OBJECTIVE >>
Print out each record below, unaltered and complete, without its images.

Photo-based point labeling data:
---------------
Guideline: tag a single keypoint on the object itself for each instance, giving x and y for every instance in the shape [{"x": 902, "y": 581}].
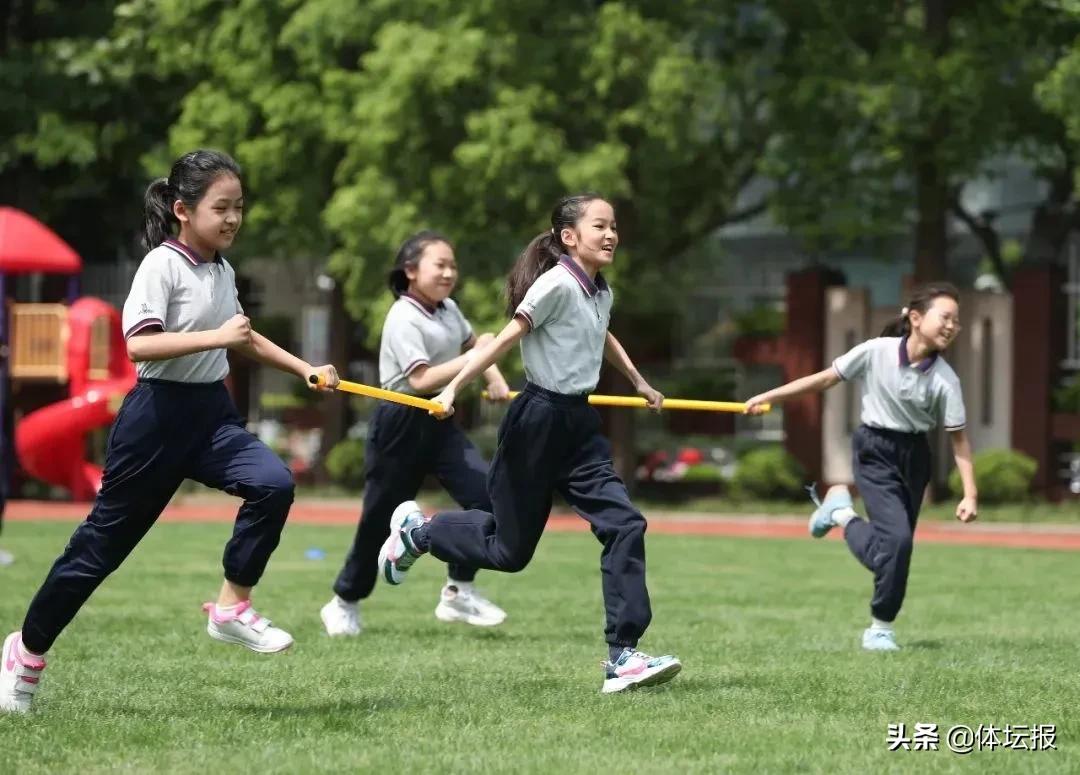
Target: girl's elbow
[{"x": 135, "y": 353}]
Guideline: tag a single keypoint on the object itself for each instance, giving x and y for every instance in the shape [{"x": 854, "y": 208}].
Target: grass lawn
[{"x": 768, "y": 630}]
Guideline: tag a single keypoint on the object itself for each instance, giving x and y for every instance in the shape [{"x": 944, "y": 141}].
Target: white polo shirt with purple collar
[
  {"x": 416, "y": 334},
  {"x": 175, "y": 290},
  {"x": 899, "y": 395},
  {"x": 568, "y": 315}
]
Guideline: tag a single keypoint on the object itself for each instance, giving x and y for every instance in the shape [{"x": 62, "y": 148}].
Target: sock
[
  {"x": 842, "y": 516},
  {"x": 879, "y": 625},
  {"x": 27, "y": 655},
  {"x": 418, "y": 536}
]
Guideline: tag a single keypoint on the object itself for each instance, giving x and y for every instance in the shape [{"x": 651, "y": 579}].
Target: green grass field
[{"x": 773, "y": 680}]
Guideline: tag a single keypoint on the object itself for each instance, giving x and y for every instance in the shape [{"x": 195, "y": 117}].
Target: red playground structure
[{"x": 79, "y": 343}]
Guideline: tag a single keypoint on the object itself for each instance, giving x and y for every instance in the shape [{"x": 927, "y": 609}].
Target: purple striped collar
[
  {"x": 421, "y": 304},
  {"x": 193, "y": 259},
  {"x": 923, "y": 365},
  {"x": 586, "y": 284}
]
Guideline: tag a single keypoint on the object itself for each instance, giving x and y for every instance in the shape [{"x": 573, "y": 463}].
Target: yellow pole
[
  {"x": 358, "y": 389},
  {"x": 687, "y": 404}
]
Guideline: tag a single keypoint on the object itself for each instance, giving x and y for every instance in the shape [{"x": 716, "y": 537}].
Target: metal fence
[{"x": 1072, "y": 310}]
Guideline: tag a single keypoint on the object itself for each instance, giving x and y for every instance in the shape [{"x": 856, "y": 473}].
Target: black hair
[
  {"x": 545, "y": 248},
  {"x": 188, "y": 180},
  {"x": 408, "y": 255},
  {"x": 921, "y": 299}
]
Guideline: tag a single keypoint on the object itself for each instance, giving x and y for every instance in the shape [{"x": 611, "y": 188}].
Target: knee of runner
[
  {"x": 279, "y": 486},
  {"x": 903, "y": 545},
  {"x": 511, "y": 562}
]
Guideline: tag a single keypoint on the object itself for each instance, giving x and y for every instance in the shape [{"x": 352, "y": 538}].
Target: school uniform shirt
[
  {"x": 568, "y": 316},
  {"x": 418, "y": 335},
  {"x": 177, "y": 291},
  {"x": 899, "y": 395}
]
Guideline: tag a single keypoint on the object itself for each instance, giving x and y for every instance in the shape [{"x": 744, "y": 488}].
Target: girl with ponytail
[
  {"x": 907, "y": 390},
  {"x": 178, "y": 422},
  {"x": 551, "y": 440}
]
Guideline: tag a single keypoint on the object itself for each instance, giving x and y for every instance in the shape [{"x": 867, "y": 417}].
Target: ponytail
[
  {"x": 541, "y": 255},
  {"x": 899, "y": 326},
  {"x": 188, "y": 180},
  {"x": 159, "y": 218},
  {"x": 921, "y": 299},
  {"x": 545, "y": 249}
]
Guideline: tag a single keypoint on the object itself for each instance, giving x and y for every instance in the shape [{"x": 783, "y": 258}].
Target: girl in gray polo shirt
[
  {"x": 550, "y": 439},
  {"x": 177, "y": 422},
  {"x": 907, "y": 390},
  {"x": 426, "y": 341}
]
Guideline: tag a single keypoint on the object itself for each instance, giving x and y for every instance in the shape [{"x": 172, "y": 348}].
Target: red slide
[{"x": 51, "y": 442}]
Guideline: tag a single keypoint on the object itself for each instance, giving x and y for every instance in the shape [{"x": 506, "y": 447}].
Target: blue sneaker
[
  {"x": 634, "y": 668},
  {"x": 879, "y": 640},
  {"x": 821, "y": 520},
  {"x": 399, "y": 553}
]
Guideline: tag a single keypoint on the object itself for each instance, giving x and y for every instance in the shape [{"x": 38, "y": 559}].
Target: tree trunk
[{"x": 931, "y": 188}]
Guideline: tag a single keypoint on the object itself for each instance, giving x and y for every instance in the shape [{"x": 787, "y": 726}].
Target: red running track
[{"x": 311, "y": 512}]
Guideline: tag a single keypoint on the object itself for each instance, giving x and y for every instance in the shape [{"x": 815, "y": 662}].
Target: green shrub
[
  {"x": 769, "y": 473},
  {"x": 346, "y": 463},
  {"x": 760, "y": 321},
  {"x": 1067, "y": 397},
  {"x": 702, "y": 472},
  {"x": 1001, "y": 476}
]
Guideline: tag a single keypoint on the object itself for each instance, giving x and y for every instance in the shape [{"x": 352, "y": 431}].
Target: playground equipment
[{"x": 78, "y": 343}]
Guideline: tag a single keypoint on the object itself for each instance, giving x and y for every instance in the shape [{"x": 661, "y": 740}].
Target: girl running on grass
[
  {"x": 177, "y": 423},
  {"x": 907, "y": 390},
  {"x": 550, "y": 439},
  {"x": 426, "y": 341}
]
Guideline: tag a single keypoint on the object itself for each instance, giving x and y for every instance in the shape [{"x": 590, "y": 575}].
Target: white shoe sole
[
  {"x": 387, "y": 569},
  {"x": 226, "y": 638},
  {"x": 661, "y": 675},
  {"x": 448, "y": 613}
]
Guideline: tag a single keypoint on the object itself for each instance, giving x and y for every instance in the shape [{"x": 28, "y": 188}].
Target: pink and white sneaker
[
  {"x": 19, "y": 676},
  {"x": 634, "y": 668},
  {"x": 242, "y": 625}
]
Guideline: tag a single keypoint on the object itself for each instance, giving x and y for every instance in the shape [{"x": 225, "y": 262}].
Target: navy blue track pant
[
  {"x": 164, "y": 433},
  {"x": 892, "y": 470},
  {"x": 405, "y": 445},
  {"x": 551, "y": 443}
]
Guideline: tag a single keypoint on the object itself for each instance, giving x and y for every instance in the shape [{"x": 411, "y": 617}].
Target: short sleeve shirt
[
  {"x": 899, "y": 395},
  {"x": 568, "y": 315},
  {"x": 177, "y": 291},
  {"x": 417, "y": 335}
]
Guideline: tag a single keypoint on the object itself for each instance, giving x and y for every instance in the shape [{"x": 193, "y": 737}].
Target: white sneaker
[
  {"x": 397, "y": 553},
  {"x": 341, "y": 617},
  {"x": 245, "y": 627},
  {"x": 460, "y": 602},
  {"x": 634, "y": 668},
  {"x": 18, "y": 677},
  {"x": 879, "y": 640}
]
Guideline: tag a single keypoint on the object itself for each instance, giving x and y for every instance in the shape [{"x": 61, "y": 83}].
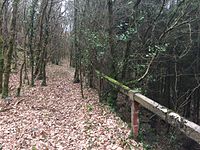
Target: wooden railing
[{"x": 189, "y": 128}]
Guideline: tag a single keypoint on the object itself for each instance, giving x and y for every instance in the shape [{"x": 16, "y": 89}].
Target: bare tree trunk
---------------
EXERCISE OUTPUT >>
Guideline: tag a single keypoint on the object itself for each instance, giving x and y for every instance in the shape [{"x": 902, "y": 581}].
Target: girl's elbow
[{"x": 135, "y": 353}]
Guideline: tag a single keypoint on the object itself for each instance, giving x and y for every instance in the shape [{"x": 854, "y": 208}].
Target: grass lawn
[{"x": 768, "y": 630}]
Guideline: tag a single keypoint on the object itself for each instance, giving x and y for every instance in the shape [{"x": 944, "y": 141}].
Target: white polo shirt with purple collar
[
  {"x": 416, "y": 334},
  {"x": 175, "y": 290},
  {"x": 899, "y": 395},
  {"x": 568, "y": 315}
]
Guideline: tag a single keypoint on the object itself for each instance, giving x and y for every instance in the shape [{"x": 62, "y": 148}].
Target: sock
[
  {"x": 842, "y": 516},
  {"x": 879, "y": 625},
  {"x": 27, "y": 655},
  {"x": 418, "y": 536}
]
Guideline: tag a single keypoint on the object itself for each instance, giving x and y for every instance in the shape [{"x": 651, "y": 579}].
Target: green grass field
[{"x": 773, "y": 680}]
Guideline: tag a single keypoint on the object itself for each instance, giving x and y for every instance in the shape [{"x": 195, "y": 117}].
Target: red playground structure
[{"x": 79, "y": 343}]
Guideline: tag a single keypoint on the object itself for each instance, giving x and y for every instance in the shape [{"x": 927, "y": 609}].
Target: purple striped collar
[
  {"x": 421, "y": 304},
  {"x": 193, "y": 259},
  {"x": 923, "y": 365},
  {"x": 586, "y": 284}
]
Guideline: tag a single keypoint on the object itself for each instance, giving x and y for every instance in the shape [{"x": 573, "y": 463}].
Target: yellow pole
[
  {"x": 358, "y": 389},
  {"x": 687, "y": 404}
]
Guideline: tag a single keypoint on the object itself for each instance, giving x and y for every instance in the shape [{"x": 716, "y": 537}].
Target: metal fence
[{"x": 1072, "y": 310}]
Guideline: tag a single keypoint on the object itself for each instance, giving x and y for every instance in the shape [{"x": 856, "y": 473}].
Target: black hair
[
  {"x": 545, "y": 248},
  {"x": 188, "y": 180},
  {"x": 408, "y": 255},
  {"x": 921, "y": 299}
]
Guideline: tag a single keypoint on the object itself for each instance, giving x and y for every instance in the shape [{"x": 611, "y": 188}].
Target: knee of runner
[
  {"x": 279, "y": 486},
  {"x": 903, "y": 545},
  {"x": 511, "y": 562}
]
Guideline: tag a single keypoint on the object itself for each instance, giving x and y for every instance in the shape [{"x": 352, "y": 538}].
Target: school uniform shirt
[
  {"x": 568, "y": 316},
  {"x": 418, "y": 335},
  {"x": 177, "y": 291},
  {"x": 899, "y": 395}
]
Guideline: tag a single keypoint on the object itself for each instance, giving x and y for every instance in the shape [{"x": 744, "y": 488}].
Target: girl with ponytail
[
  {"x": 907, "y": 390},
  {"x": 178, "y": 422},
  {"x": 551, "y": 440}
]
Guideline: tag a single keypoint on the object itself for each instance, giving x and y for every instance in the shape [{"x": 867, "y": 417}].
Target: ponytail
[
  {"x": 541, "y": 255},
  {"x": 899, "y": 326},
  {"x": 188, "y": 180},
  {"x": 159, "y": 218},
  {"x": 921, "y": 299},
  {"x": 545, "y": 249}
]
Guideline: tag a single keypoint on the object itself for each instance, giving x and y for every instance in the shape [{"x": 783, "y": 258}].
Target: girl in gray polo shirt
[
  {"x": 550, "y": 439},
  {"x": 177, "y": 422},
  {"x": 907, "y": 390},
  {"x": 426, "y": 341}
]
Guideline: tag a single keypoint on the object itself for each instance, giving x and y for every instance in the shape [{"x": 172, "y": 348}].
Target: red slide
[{"x": 51, "y": 442}]
Guideline: tag a single keypoint on the object itself for each instance, giving x and y for every instance in the shape [{"x": 506, "y": 447}].
Target: blue sneaker
[
  {"x": 634, "y": 668},
  {"x": 879, "y": 640},
  {"x": 821, "y": 520},
  {"x": 399, "y": 553}
]
Guideline: tag a single keypoint on the object itself for each instance, giving x and y for every instance in the shape [{"x": 38, "y": 559}].
Target: tree trunk
[{"x": 931, "y": 188}]
Guideline: tag a single keypoint on the object itself for each instance, giving x and y for every instance in the shape [{"x": 787, "y": 726}].
Target: red running track
[{"x": 311, "y": 512}]
Guideline: tag a single keypoint on the object itself for each instance, giving x and y for every instance in the shape [{"x": 815, "y": 662}].
Target: green shrub
[
  {"x": 769, "y": 473},
  {"x": 346, "y": 463},
  {"x": 760, "y": 321},
  {"x": 1067, "y": 397},
  {"x": 702, "y": 472},
  {"x": 1001, "y": 476}
]
Guideline: tag a single keypoint on the object itself for each instance, giving x and y for every instance in the shape [{"x": 352, "y": 431}].
Target: playground equipment
[{"x": 78, "y": 343}]
Guideline: tag a single keypoint on the object itself for each instance, giving x and y for every instance in the shape [{"x": 661, "y": 740}].
Target: girl running on grass
[
  {"x": 177, "y": 423},
  {"x": 907, "y": 390},
  {"x": 550, "y": 439},
  {"x": 426, "y": 341}
]
Guideline: tag a single keypoint on the object itself for each instance, giving x and y for every instance in the shape [{"x": 590, "y": 575}].
Target: white shoe sole
[
  {"x": 387, "y": 569},
  {"x": 226, "y": 638},
  {"x": 661, "y": 675},
  {"x": 448, "y": 613}
]
Guideline: tag a single keypoint on the object itself for each instance, giving x and y for every instance in the shape [{"x": 28, "y": 188}].
Target: pink and white sneaker
[
  {"x": 19, "y": 676},
  {"x": 634, "y": 668},
  {"x": 242, "y": 625}
]
Guideline: tag a single keypoint on the object itself for each instance, giving x and y for every instance in the shape [{"x": 225, "y": 262}].
Target: navy blue track pant
[
  {"x": 164, "y": 433},
  {"x": 892, "y": 470},
  {"x": 405, "y": 445},
  {"x": 551, "y": 443}
]
Guideline: tag a single keypoint on the object itself for each instance, giving x and y for every instance in the shape [{"x": 411, "y": 617}].
Target: short sleeve shirt
[
  {"x": 899, "y": 395},
  {"x": 568, "y": 315},
  {"x": 177, "y": 291},
  {"x": 417, "y": 335}
]
Guideline: tag a single keypoint on the object itself for each instance, giving x and y for every instance in the shape [{"x": 193, "y": 737}].
Target: white sneaker
[
  {"x": 397, "y": 553},
  {"x": 341, "y": 617},
  {"x": 245, "y": 627},
  {"x": 460, "y": 602},
  {"x": 634, "y": 668},
  {"x": 18, "y": 677},
  {"x": 879, "y": 640}
]
Guideline: tag a single keypoint on the object itself for each instance, giving x and y for every instance in the shape [{"x": 61, "y": 83}].
Target: wooden railing
[{"x": 189, "y": 128}]
Guideline: tag a single keypoint on the object itself for each instance, giving x and y for every instance in the shape [{"x": 16, "y": 89}].
Target: bare tree trunk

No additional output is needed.